Segment Start: The records

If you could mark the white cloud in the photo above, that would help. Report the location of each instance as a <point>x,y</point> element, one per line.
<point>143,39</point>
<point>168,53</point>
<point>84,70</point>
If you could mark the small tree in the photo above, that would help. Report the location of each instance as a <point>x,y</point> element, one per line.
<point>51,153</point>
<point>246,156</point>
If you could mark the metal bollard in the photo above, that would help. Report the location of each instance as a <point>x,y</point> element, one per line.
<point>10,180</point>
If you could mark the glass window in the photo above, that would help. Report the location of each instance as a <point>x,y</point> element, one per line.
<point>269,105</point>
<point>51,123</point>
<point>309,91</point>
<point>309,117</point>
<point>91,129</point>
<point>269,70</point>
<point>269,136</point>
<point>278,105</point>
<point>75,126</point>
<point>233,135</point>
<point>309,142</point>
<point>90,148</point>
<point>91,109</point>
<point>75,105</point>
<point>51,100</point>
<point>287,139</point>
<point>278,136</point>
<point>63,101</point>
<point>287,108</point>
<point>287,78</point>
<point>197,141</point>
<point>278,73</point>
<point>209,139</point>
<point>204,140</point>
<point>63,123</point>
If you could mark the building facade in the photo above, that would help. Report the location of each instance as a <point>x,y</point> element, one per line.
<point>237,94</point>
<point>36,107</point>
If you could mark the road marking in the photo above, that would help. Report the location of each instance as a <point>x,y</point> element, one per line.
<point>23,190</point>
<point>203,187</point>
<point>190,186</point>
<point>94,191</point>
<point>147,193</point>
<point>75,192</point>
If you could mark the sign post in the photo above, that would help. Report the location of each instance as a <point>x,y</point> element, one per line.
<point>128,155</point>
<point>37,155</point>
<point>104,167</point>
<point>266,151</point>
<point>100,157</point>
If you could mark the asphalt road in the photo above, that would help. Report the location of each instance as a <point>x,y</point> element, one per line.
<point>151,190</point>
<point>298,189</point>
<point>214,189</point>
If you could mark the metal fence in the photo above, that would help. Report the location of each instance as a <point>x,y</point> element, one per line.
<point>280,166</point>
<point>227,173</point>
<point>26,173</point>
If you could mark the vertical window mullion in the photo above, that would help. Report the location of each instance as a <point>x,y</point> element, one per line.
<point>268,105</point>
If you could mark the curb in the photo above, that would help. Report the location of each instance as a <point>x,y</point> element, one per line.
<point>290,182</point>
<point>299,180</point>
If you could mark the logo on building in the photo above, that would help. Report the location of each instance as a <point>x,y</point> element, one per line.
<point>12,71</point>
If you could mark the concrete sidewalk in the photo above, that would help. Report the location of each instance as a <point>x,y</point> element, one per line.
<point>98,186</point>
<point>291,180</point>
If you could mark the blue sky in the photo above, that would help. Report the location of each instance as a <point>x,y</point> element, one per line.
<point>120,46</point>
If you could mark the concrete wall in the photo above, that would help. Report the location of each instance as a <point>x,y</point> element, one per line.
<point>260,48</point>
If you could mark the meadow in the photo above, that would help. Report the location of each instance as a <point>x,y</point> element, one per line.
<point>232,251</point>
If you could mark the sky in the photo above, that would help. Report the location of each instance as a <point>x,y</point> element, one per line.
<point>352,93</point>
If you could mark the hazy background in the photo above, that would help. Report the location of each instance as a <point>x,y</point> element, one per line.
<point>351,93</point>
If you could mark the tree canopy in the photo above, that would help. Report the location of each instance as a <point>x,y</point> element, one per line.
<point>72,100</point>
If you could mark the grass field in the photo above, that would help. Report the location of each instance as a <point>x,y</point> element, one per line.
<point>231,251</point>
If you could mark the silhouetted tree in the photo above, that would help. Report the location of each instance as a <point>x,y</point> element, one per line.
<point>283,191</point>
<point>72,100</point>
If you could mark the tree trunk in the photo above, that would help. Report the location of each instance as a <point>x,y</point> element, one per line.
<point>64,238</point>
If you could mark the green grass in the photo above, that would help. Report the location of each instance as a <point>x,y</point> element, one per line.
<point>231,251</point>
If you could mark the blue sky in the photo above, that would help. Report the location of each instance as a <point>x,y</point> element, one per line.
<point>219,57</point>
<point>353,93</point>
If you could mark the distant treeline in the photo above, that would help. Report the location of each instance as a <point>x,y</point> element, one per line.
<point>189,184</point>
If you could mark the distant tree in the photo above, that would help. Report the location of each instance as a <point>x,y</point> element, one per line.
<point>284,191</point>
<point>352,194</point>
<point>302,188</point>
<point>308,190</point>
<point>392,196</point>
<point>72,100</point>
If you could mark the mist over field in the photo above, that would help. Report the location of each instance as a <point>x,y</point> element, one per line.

Segment End: The records

Description of the task:
Reproduce the records above in their entirety, unchanged.

Solution:
If you could mark the white cloud in the photo above, that would help. Report the location of each instance as a <point>x,y</point> element, one per line.
<point>143,39</point>
<point>168,53</point>
<point>84,70</point>
If you could mark the small tree in the photo above, that would help. Report the location of each instance as a <point>x,y</point> element, one per line.
<point>51,153</point>
<point>246,156</point>
If you could mark the metal bollard in the photo above, that would help. Report the location of each instance as a <point>x,y</point> element, one per line.
<point>10,180</point>
If you could mark the glass window in the photo above, that would help. Report the location of each instance as a <point>x,y</point> element, one per line.
<point>269,105</point>
<point>51,123</point>
<point>309,91</point>
<point>309,117</point>
<point>91,129</point>
<point>269,70</point>
<point>269,136</point>
<point>278,105</point>
<point>75,126</point>
<point>233,135</point>
<point>309,142</point>
<point>90,148</point>
<point>91,109</point>
<point>75,105</point>
<point>51,100</point>
<point>287,139</point>
<point>278,136</point>
<point>63,101</point>
<point>287,108</point>
<point>287,78</point>
<point>197,141</point>
<point>278,73</point>
<point>209,139</point>
<point>204,140</point>
<point>63,123</point>
If you could mark the building facade in the photo above, that would help. Report the location of each instance as a <point>x,y</point> element, one per line.
<point>237,94</point>
<point>36,107</point>
If you could mark the road marking in the photo above, that would help. Report the location of each instance as a <point>x,y</point> element, one per line.
<point>23,190</point>
<point>203,187</point>
<point>190,186</point>
<point>94,191</point>
<point>147,193</point>
<point>75,192</point>
If you could mark the sign post in the photo above, that would help. Report the location of each instance as a <point>x,y</point> element, one per line.
<point>128,155</point>
<point>37,155</point>
<point>104,167</point>
<point>266,151</point>
<point>100,157</point>
If you could mark the asphalt road in the photo above, that would help. Report the location of each instance as a <point>x,y</point> element, one per line.
<point>151,190</point>
<point>298,189</point>
<point>214,189</point>
If you could mark the metal fence in the photo above, that would help. Report the location of each instance as a <point>x,y</point> element, one per line.
<point>280,166</point>
<point>227,173</point>
<point>26,173</point>
If you could mark the vertical window mullion in the photo above, that would help. Report the location of each instance as a <point>x,y</point> element, one per line.
<point>268,105</point>
If you could mark the curb in the photo above, that would help. Report the location of each instance as a <point>x,y</point> element, one per line.
<point>290,182</point>
<point>299,180</point>
If you could mark the logo on building in the photo above, that would help. Report the location of each instance as a <point>x,y</point> element, one per line.
<point>12,71</point>
If you could mark the concrete sidewalk in the photo above, that would help. Report the location of each instance as a <point>x,y</point> element, one per line.
<point>98,186</point>
<point>291,180</point>
If you could mark the blue sky in the photo above, that would help. Report the location of each instance as a <point>x,y</point> element, one per line.
<point>120,46</point>
If you could mark the concrete wall in the photo above, that would help. Report the location of each instance as a <point>x,y</point> element, one per line.
<point>260,48</point>
If you could mark the meadow in the photo above, that would help. Report the location of each instance as a <point>x,y</point> element, one per line.
<point>232,251</point>
If you could mark the sky in the photo above, that would help. Report the location of each instance as a <point>x,y</point> element, one per line.
<point>352,93</point>
If you could mark the hazy background in the photo above, that would help. Report the location of each instance as a <point>x,y</point> element, one per line.
<point>351,93</point>
If you could mark the tree canopy in the photo above, that would help. Report the location of each instance as a <point>x,y</point> element, one per line.
<point>72,100</point>
If you could mark the grass field in the photo above, that would help. Report the location of each instance as a <point>x,y</point> element, one per line.
<point>231,251</point>
If you could mark the silhouetted tree in the photo above, that would help. Report the location of each instance as a <point>x,y</point> element, one per line.
<point>283,191</point>
<point>72,100</point>
If you could mark the tree trunk in the photo above, that would help. Report the location of each instance as a <point>x,y</point> element, one per line.
<point>64,238</point>
If you could mark the green grass in the photo above, that would help. Report the location of each instance as a <point>x,y</point> element, one per line.
<point>231,251</point>
If you could mark the blue sky in the photo above, that would help. Report the location of each instance as a <point>x,y</point> element, one per line.
<point>219,57</point>
<point>353,93</point>
If you could mark the distant treeline in the photo above, that would help. Report the location of each instance as a <point>x,y</point> element, one per line.
<point>189,184</point>
If you could mark the distant tree in the photo above, that would help. Report the location of each instance as a <point>x,y</point> element, one per line.
<point>284,191</point>
<point>352,194</point>
<point>302,188</point>
<point>308,190</point>
<point>392,196</point>
<point>72,100</point>
If you could mark the mist over field in the photo above, that would help. Report the location of each instance as a <point>x,y</point> element, one per line.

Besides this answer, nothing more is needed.